Job:
Reproduce the whole listing below word for word, leaving out the pictures.

Labeled point records:
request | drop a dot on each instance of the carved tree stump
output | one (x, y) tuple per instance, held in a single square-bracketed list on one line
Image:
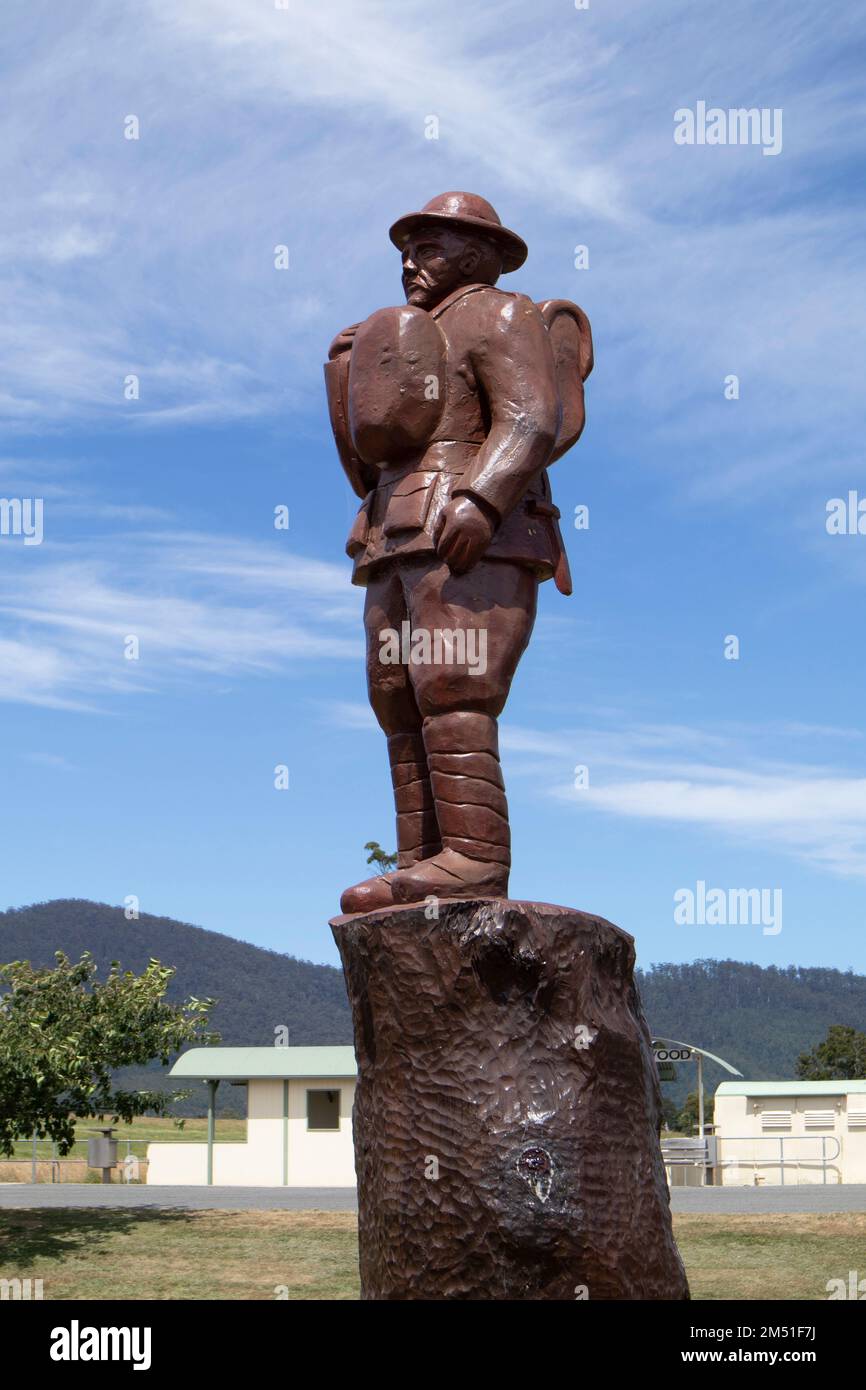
[(506, 1118)]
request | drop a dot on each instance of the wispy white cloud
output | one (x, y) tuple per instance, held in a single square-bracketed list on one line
[(196, 605), (306, 125), (779, 786)]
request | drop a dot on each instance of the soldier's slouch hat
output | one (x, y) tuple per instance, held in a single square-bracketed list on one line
[(464, 211)]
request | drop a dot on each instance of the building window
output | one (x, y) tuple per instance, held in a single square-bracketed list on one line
[(819, 1119), (774, 1121), (323, 1109)]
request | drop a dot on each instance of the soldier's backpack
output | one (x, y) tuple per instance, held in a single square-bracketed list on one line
[(572, 341)]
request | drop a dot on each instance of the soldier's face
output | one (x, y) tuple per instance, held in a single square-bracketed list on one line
[(435, 262)]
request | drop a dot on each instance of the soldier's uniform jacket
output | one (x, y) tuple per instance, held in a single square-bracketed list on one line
[(417, 398)]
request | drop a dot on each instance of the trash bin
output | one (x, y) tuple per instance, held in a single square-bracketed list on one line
[(102, 1153)]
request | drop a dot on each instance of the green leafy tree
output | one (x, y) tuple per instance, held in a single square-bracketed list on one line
[(841, 1057), (63, 1033), (384, 862)]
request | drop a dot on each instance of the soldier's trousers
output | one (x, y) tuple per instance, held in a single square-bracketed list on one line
[(439, 642)]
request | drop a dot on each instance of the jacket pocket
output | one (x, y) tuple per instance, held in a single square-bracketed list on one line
[(409, 503)]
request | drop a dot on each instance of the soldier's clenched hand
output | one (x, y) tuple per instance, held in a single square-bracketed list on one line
[(464, 531), (342, 342)]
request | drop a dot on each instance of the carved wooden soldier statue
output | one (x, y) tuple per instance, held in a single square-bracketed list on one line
[(446, 413)]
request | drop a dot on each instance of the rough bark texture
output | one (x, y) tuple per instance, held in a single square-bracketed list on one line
[(506, 1119)]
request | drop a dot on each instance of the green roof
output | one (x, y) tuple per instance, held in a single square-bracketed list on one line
[(791, 1089), (256, 1064)]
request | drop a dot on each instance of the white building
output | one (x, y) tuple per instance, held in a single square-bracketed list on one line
[(790, 1132), (299, 1119)]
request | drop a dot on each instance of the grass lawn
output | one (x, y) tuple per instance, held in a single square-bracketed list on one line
[(143, 1129), (173, 1254)]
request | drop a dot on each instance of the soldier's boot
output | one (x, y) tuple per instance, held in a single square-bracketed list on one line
[(471, 811), (417, 827)]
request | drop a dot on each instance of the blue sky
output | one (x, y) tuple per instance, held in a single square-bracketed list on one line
[(306, 127)]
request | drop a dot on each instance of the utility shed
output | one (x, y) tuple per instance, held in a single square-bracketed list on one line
[(298, 1127), (790, 1132)]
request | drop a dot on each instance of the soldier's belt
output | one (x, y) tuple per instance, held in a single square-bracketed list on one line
[(441, 456)]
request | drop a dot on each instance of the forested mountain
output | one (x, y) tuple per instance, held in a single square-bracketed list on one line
[(756, 1018), (257, 990)]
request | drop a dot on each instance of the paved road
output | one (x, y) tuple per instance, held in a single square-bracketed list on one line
[(833, 1197), (709, 1200), (193, 1198)]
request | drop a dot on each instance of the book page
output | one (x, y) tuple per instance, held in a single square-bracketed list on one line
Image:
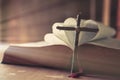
[(69, 36)]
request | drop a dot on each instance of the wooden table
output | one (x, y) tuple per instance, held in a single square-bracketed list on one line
[(15, 72)]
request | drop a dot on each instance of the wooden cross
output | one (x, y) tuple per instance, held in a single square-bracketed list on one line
[(78, 29)]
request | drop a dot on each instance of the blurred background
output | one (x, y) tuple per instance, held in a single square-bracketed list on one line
[(29, 20)]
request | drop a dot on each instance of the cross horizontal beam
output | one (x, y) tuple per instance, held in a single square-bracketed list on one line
[(79, 28)]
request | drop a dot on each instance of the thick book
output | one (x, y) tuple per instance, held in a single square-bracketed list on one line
[(98, 52)]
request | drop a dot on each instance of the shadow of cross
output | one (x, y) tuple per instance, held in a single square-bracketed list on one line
[(77, 29)]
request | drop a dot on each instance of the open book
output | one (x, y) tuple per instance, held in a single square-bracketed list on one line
[(98, 52)]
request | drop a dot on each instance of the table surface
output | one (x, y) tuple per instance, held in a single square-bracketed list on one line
[(17, 72)]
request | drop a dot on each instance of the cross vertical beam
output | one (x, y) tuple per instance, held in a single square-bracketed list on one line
[(78, 28)]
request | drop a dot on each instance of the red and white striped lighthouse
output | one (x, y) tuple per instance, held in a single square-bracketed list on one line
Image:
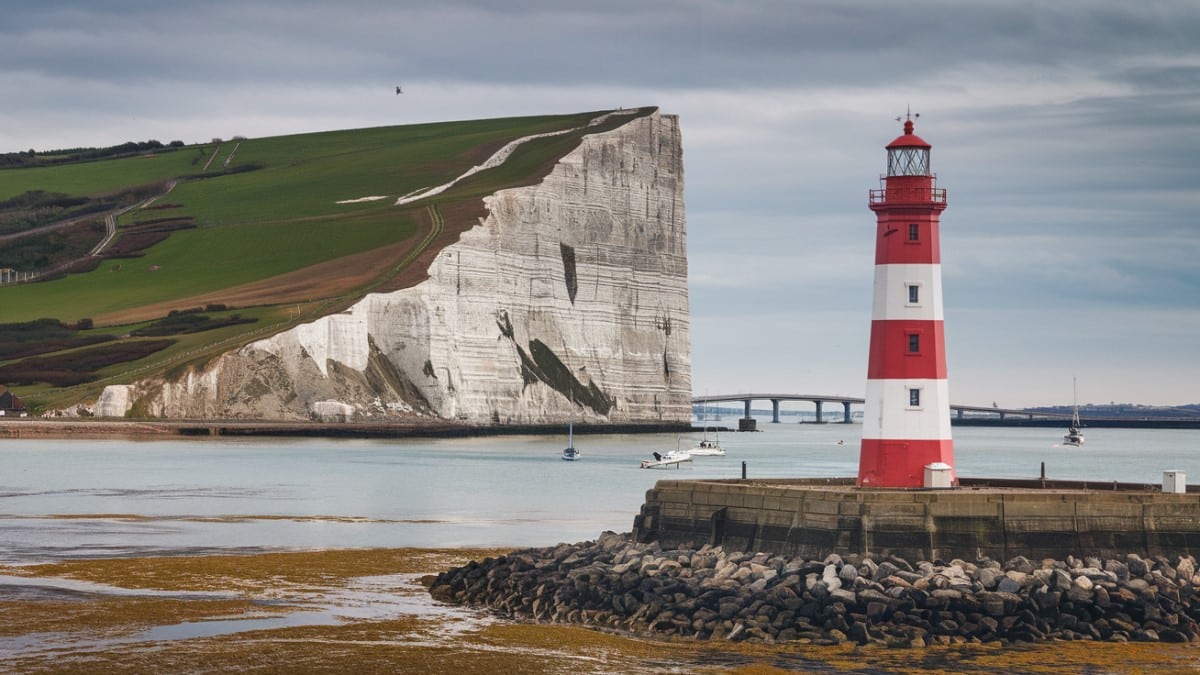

Finished task:
request | drop a dot on each instance of the carved tree stump
output | one (x, y) tuple per instance, held in a single square-bracketed list on one line
Image:
[(506, 1118)]
request | drop a dot on each instance of the wispy white cloud
output | one (x, y) tuple per instance, held in a single square-bracketed list on one line
[(196, 605), (306, 125), (779, 786)]
request | drop a dot on each instance of the soldier's slouch hat
output | one (x, y) tuple per instance, held in a single square-bracketed list on one line
[(464, 211)]
request | drop a dot on each instance of the building window
output | one (x, y) tuple per instance, held in a single square-bracketed list on one line
[(819, 1119), (774, 1121), (323, 1109)]
request | drop a dot on each instance of the soldier's backpack
output | one (x, y) tuple per instance, held in a single square-bracketed list on one line
[(572, 341)]
request | drop a dot on each instance of the soldier's face
output | one (x, y) tuple per instance, held in a single square-bracketed list on one line
[(435, 262)]
request | drop a dot on each instance of the soldier's uniform jacket
output | one (x, y) tuple per instance, held in a single square-bracketed list on one line
[(417, 398)]
request | drop a dot on each instance of the trash bin
output | one (x, y) tuple per instance, held in a single square-bracketed list on one line
[(102, 1153)]
request | drop a dot on each instance of the green leafy tree
output | one (x, y) tuple per instance, held in a single square-bracketed list on one line
[(841, 1057), (63, 1033), (384, 862)]
request | drop a dot on each instance of the soldier's trousers
output | one (x, y) tuple per instance, held in a single square-bracketed list on one line
[(439, 642)]
request | drop a dot on each instance of the jacket pocket
output | one (x, y) tuple per instance, held in a single square-bracketed list on one line
[(409, 503)]
request | drop a dot on each instance of the soldier's clenched hand
output | one (x, y) tuple per instance, held in a single square-bracketed list on one line
[(464, 531), (342, 342)]
request | drop a dot on each instance of the carved wooden soldier statue
output | one (x, y) tuple per instance, held in a single square-bracketed list on one line
[(446, 413)]
request | drop a dot on each instance of the rough bark texture
output | one (x, y) tuple per instance, held in a single square-bracketed list on one line
[(506, 1119)]
request | drop a dot on each instance of the green roof
output | one (x, y) tuple per instance, held in a single square-bracketed list on one line
[(791, 1089), (256, 1064)]
request | drop a dot on each instance of the white building
output | one (x, y) tuple per instance, held in a single square-bracketed list on one line
[(790, 1132), (299, 1119)]
request | drop a dot on each instance of the grass lawn
output | one (x, y) tuple per instance, held in a single square-bracketed list on one line
[(143, 1129), (173, 1254)]
request | drop a dot on each instance of the soldier's boot
output | one (x, y) tuple per instance, held in a single square-bracketed list on one line
[(471, 811), (417, 827)]
request | drop a dot on each instance of the blue sky
output | one (x, y) tuple per instance, held in a single square-bracketed list on one line
[(306, 127)]
request | drop a dot on each instance of the utility shed
output | one (x, y) tuple per instance, held in a single square-bracketed list on one line
[(298, 1127), (790, 1132)]
request | drop a dot on each instance of the soldier's belt
output | one (x, y) tuple per instance, held in a single square-bracketed list on one line
[(441, 456)]
request | drop a dot on each instance of the forested mountain
output | one (x, y) tuple per instance, held in a single square-bracketed list on one line
[(756, 1018), (257, 990)]
request | drop a dot on each instance of the paved road
output | one (x, y) tuple per instance, held in a single square-bracketed list on one line
[(833, 1197), (709, 1200), (193, 1198)]
request | drop a dot on each instance of the book page
output | one (x, y) tuple per instance, held in a single square-bracketed list on one line
Image:
[(69, 36)]
request | drop a dot on each instance of the wooden table
output | one (x, y) tuple per instance, held in a single square-bracketed list on one line
[(15, 72)]
request | drop a dot on each instance of the wooden cross
output | one (x, y) tuple per instance, held in a single square-bracketed list on one line
[(78, 29)]
request | drop a dot on each instance of the blurred background
output | one (x, y) tuple per instance, held in a single square-bracketed list on one line
[(29, 20)]
request | drop a dot on each instance of the cross horizontal beam
output | one (x, y) tuple per instance, held in a single square-bracketed list on one line
[(79, 28)]
request | drop a dot on each instance of the thick book
output | one (x, y) tuple per instance, held in a single square-bracketed list on one line
[(98, 52)]
request | drop a dot on each instance of the shadow of cross
output | one (x, y) tuple per instance, held in a single square-bracketed list on one line
[(77, 29)]
request | drop a dot on each instance of the open book
output | one (x, y) tuple per instance, held in a single square-bracketed list on one line
[(98, 52)]
request | drop a dot on each instance of the table surface
output | one (x, y) tuple per instance, held in a single square-bracketed list on one line
[(17, 72)]
request | drop a dot on each instance of the cross vertical beam
output | one (x, y) tuple per instance, held in a single square-bracketed list on one line
[(78, 28)]
request | drop a dot on each instance of the red and white striped lighthouse
output | one (x, y) tuple per instance, held in a single square-bracketed list on one line
Image:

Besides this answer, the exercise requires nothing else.